---------- Отрывок документа
Чем для них был Любищев — казалось бы, провинциальный профессор, откуда-то из Ульяновска, не лауреат, не член ВАКа... Его научные труды? Их оценивали высоко, но имелись математики и покрупнее Любищева, и генетики позаслуженнее его.
Его эрудиция? Да, он много знал, но в наше время эрудицией можно удивить, а не завоевать. Его принципиальность, смелость? Да, конечно... Но я, например, не многое мог оценить, и большинство мало что понимало в его специальных исследованиях... Что им было до того, что Любищев получал лучшую дискриминацию трех видов Хэтокнема? Я понятия не имел, что это за Хэтокнем, и до сих пор не знаю. И дискриминантные функции тоже не представляю. И тем не менее редкие встречи с Любищевым производили на меня сильное впечатление. Оставив свои дела, я следовал за ним, часами слушал его быструю речь с дикцией отвратительной, неразборчивой, как и его почерк.
--------------------
---------- Исходные данные
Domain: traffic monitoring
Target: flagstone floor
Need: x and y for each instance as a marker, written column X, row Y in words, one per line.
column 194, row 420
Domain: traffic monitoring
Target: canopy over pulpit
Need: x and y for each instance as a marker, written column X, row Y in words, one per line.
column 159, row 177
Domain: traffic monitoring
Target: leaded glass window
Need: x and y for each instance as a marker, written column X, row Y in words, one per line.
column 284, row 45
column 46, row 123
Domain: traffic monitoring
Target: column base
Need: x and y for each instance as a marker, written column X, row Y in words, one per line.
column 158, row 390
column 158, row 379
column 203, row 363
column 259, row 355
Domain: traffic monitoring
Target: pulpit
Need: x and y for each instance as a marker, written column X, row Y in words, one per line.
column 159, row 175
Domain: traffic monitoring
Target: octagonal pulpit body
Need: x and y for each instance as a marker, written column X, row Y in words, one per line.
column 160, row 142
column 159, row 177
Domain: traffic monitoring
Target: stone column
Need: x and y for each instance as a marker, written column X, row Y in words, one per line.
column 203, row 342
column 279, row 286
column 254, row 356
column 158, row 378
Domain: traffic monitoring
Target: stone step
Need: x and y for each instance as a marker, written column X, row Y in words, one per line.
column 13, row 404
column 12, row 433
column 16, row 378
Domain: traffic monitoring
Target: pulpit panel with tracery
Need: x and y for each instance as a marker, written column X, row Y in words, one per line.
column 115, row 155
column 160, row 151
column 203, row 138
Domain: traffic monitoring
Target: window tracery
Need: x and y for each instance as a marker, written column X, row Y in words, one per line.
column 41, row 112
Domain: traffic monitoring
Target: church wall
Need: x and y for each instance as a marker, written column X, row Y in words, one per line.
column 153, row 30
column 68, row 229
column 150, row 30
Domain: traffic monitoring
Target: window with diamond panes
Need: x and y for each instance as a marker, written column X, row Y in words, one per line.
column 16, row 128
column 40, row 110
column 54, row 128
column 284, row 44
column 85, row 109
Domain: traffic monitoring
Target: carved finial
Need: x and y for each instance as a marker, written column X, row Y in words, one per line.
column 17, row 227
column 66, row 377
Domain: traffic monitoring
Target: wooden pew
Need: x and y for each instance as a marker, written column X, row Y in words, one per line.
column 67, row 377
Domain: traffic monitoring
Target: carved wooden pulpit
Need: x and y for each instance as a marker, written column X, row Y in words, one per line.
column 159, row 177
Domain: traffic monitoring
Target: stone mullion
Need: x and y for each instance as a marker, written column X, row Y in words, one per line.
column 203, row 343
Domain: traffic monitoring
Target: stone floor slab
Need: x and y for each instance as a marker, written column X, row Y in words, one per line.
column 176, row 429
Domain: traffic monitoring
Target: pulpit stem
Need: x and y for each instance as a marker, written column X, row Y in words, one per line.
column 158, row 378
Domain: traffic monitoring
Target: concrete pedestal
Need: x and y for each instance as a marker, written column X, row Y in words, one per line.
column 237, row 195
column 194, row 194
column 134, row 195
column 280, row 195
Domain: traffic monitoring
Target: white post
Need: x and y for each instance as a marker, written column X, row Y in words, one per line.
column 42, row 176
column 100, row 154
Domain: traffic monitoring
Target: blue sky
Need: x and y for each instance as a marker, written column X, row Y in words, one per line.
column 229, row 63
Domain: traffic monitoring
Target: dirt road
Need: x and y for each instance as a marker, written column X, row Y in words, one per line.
--------------------
→ Задачи для решения:
1/ Определите, соответствуют ли отрывку о Любищеве утверждения (а) «Любищев был членом ВАКа», (б) «Научные труды Любищева оценивали высоко» и (в) «Речь Любищева была быстрой». Для каждого ответьте «да» или «нет» и приведите решающие слова из отрывка.
2/ Извлеките из отрывка о Любищеве точный фрагмент, начиная со слов «Чем для них» и заканчивая словами «генетики позаслуженнее его.».

→ Ответы на задания:
1/
(а) Нет: «не лауреат, не член ВАКа».
(б) Да: «Их оценивали высоко».
(в) Да: «часами слушал его быструю речь».

2/
Чем для них был Любищев — казалось бы, провинциальный профессор, откуда-то из Ульяновска, не лауреат, не член ВАКа... Его научные труды? Их оценивали высоко, но имелись математики и покрупнее Любищева, и генетики позаслуженнее его.